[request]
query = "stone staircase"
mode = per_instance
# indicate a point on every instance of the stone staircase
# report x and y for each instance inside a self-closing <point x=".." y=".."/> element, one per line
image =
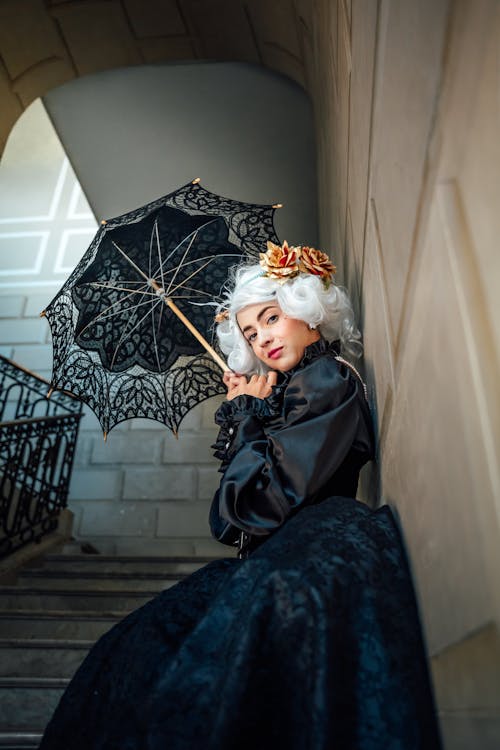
<point x="52" y="614"/>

### Required work
Rename "stone staircase" to "spiral staircase" throughout the listing above and write it out again with nothing else altered. Leave the pictures out.

### Output for this task
[request]
query = "spiral staircase"
mode = per_instance
# indicate a point on every instance of the spiral staircase
# report x and y for each instance inside a self-closing <point x=".." y=".."/> element, one per line
image =
<point x="52" y="614"/>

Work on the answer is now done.